**** TEKS PILIHAN ****

B.     Sejarah Berdirinya Pabrik Gula Takalar
Dibentuk berdasarkan  PP No. 19/1996, PT perkebunan Nusantara XIV adalah satu dari sekian Badan Usaha Milik Negara yang bergerak dibidang agribisnis. PTPN XIV merupakan penggabungan kebun-kebun proyek pengembangan PTP Sulawesi. Maluku dan NTT yaitu eks PTPVII, PTP XXVIII, PTP XXXII dan PT Bina Mulia Ternak . PTPN XIV memiliki 18 unit perkebunan dan 25 unit pabrik pengolahan dengan komoditi kelapa sawit, kelapa hiprida, kelapa nias , kopi, gula, pala, pada area konsesi seluas 55.425,25 ha. Khusus komoditi gula PTPN XIV kini mengelolah tiga pabrik gula yaitu PG Camming dan PG Araso di kabupaten bone dan PG takalar di kabupaten takalar dengan total area seluas 14.312 ha.dalam setrahun ketiga pabrik ini memproduksi 36.000 ton ataau memasok 1,33% komsumsi gula nasional yang mencapai 2, 7 juta ton.

****

TUJUAN 1:
Jawab pertanyaan berikut berdasarkan teks pilihan:
(a) Berdasarkan peraturan apa PT Perkebunan Nusantara XIV dibentuk?
(b) Berapa unit perkebunan dan unit pabrik pengolahan yang dimiliki PTPN XIV?
(c) Di kabupaten mana PG Takalar berada?
TUJUAN 2: Rangkum teks pilihan dalam dua kalimat.
TUJUAN 3: Kutip tanpa perubahan bagian teks pilihan antara "B.     Sejarah Berdirinya" dan "7 juta ton.", termasuk kedua batas tersebut.
Entri dataset tidak diperlukan di sini.

**** ENTRI DATASET ****

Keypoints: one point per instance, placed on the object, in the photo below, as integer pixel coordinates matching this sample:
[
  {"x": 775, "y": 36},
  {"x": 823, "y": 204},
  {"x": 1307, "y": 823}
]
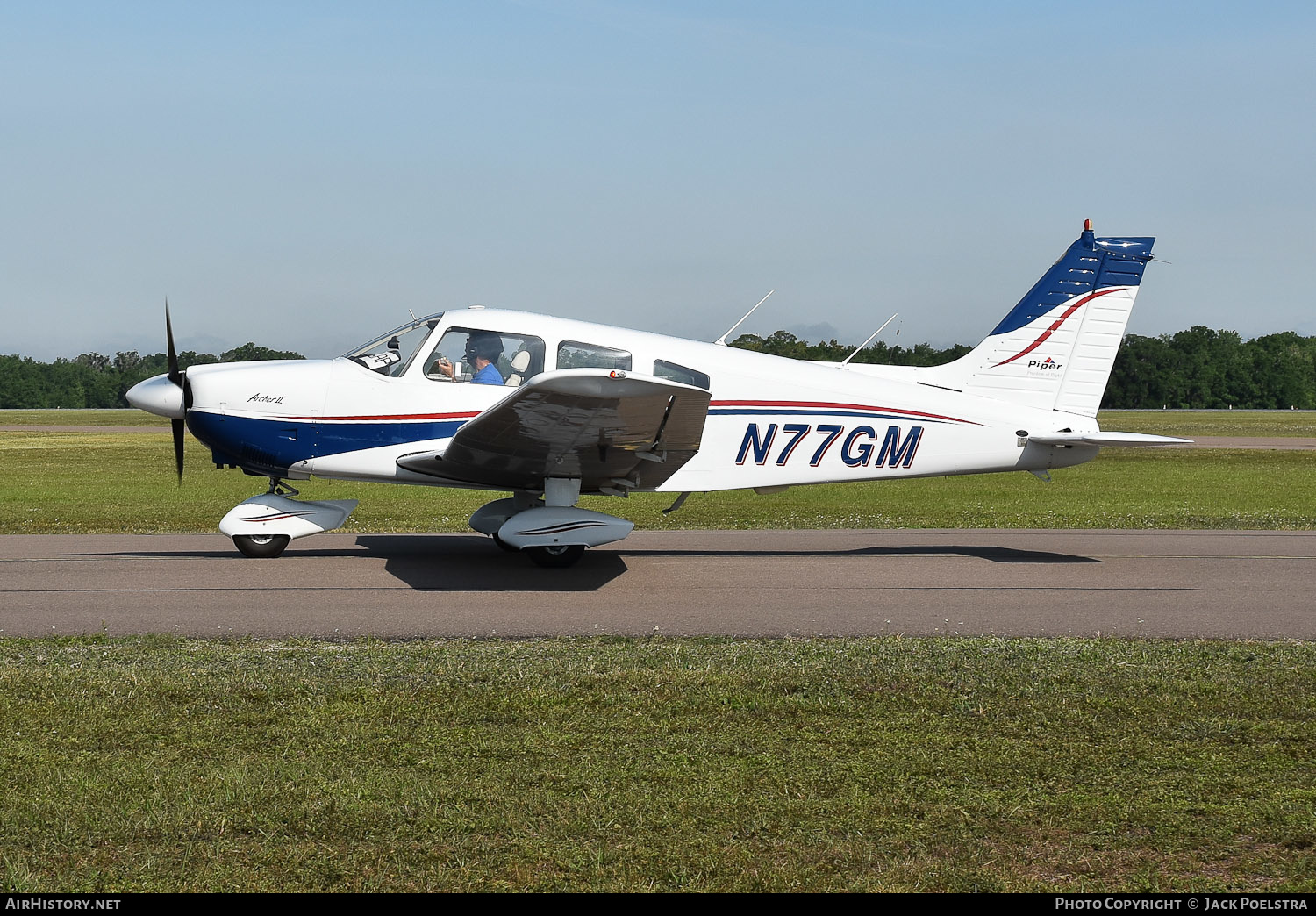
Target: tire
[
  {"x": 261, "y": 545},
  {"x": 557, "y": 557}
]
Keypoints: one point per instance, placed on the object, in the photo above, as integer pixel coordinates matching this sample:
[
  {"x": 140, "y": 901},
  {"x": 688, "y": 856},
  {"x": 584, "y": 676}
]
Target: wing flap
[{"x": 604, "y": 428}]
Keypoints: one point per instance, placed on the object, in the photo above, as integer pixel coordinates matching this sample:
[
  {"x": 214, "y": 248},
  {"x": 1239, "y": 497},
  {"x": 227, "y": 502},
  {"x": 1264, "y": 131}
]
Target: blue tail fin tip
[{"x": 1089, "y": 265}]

****
**** ENTRI DATASET ****

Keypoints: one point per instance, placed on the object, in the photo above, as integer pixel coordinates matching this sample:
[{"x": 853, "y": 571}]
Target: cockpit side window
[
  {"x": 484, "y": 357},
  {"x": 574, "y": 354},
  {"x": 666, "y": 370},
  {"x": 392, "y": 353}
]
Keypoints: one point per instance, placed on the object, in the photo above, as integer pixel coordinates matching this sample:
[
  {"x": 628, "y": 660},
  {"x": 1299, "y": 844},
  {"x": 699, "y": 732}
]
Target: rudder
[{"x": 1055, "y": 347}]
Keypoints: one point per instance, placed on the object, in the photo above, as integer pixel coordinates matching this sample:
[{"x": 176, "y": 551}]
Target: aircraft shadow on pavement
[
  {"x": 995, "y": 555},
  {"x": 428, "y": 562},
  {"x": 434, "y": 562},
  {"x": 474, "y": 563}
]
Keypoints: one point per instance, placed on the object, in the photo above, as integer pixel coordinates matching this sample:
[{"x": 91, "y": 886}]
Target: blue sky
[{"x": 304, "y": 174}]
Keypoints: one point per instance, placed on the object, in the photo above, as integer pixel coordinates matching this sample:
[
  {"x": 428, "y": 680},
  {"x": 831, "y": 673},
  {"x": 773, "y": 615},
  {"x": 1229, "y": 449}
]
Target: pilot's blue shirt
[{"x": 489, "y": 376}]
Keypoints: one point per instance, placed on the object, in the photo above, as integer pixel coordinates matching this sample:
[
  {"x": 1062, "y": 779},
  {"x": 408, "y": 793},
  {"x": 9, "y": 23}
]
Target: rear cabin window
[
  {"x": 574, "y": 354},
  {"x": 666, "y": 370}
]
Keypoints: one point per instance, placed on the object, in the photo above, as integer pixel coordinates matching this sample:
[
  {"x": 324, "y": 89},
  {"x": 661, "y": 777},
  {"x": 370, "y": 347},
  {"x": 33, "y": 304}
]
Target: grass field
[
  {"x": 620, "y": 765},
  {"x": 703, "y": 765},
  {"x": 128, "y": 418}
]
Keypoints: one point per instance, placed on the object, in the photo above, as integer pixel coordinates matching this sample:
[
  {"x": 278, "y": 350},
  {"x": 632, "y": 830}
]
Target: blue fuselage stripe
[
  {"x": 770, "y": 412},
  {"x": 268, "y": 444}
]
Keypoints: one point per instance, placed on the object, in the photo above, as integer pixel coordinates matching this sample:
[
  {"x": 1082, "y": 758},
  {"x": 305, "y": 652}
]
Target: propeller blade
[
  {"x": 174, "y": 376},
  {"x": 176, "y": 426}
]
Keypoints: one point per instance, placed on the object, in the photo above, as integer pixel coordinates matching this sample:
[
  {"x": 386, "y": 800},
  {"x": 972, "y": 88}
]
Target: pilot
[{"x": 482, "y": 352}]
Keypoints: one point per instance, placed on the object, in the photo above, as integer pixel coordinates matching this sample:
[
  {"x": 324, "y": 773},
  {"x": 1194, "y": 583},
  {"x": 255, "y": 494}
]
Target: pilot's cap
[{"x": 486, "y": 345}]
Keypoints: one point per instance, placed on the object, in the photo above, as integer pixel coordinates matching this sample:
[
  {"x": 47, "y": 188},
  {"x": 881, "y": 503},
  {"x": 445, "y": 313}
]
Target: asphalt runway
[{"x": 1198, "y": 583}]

****

JAWABAN TUGAS 1:
(a) PP No. 19/1996.
(b) 18 unit perkebunan dan 25 unit pabrik pengolahan.
(c) Kabupaten Takalar.

JAWABAN TUGAS 2: PT Perkebunan Nusantara XIV adalah BUMN agribisnis yang dibentuk berdasarkan PP No. 19/1996 dari penggabungan kebun-kebun proyek pengembangan eks PTP VII, PTP XXVIII, PTP XXXII, dan PT Bina Mulia Ternak, serta memiliki 18 unit perkebunan dan 25 unit pabrik pengolahan. Untuk komoditi gula, perusahaan ini mengelola tiga pabrik gula, yaitu PG Camming, PG Araso, dan PG Takalar, dengan total area 14.312 ha dan produksi 36.000 ton per tahun.

JAWABAN TUGAS 3:
B.     Sejarah Berdirinya Pabrik Gula Takalar
Dibentuk berdasarkan  PP No. 19/1996, PT perkebunan Nusantara XIV adalah satu dari sekian Badan Usaha Milik Negara yang bergerak dibidang agribisnis. PTPN XIV merupakan penggabungan kebun-kebun proyek pengembangan PTP Sulawesi. Maluku dan NTT yaitu eks PTPVII, PTP XXVIII, PTP XXXII dan PT Bina Mulia Ternak . PTPN XIV memiliki 18 unit perkebunan dan 25 unit pabrik pengolahan dengan komoditi kelapa sawit, kelapa hiprida, kelapa nias , kopi, gula, pala, pada area konsesi seluas 55.425,25 ha. Khusus komoditi gula PTPN XIV kini mengelolah tiga pabrik gula yaitu PG Camming dan PG Araso di kabupaten bone dan PG takalar di kabupaten takalar dengan total area seluas 14.312 ha.dalam setrahun ketiga pabrik ini memproduksi 36.000 ton ataau memasok 1,33% komsumsi gula nasional yang mencapai 2, 7 juta ton.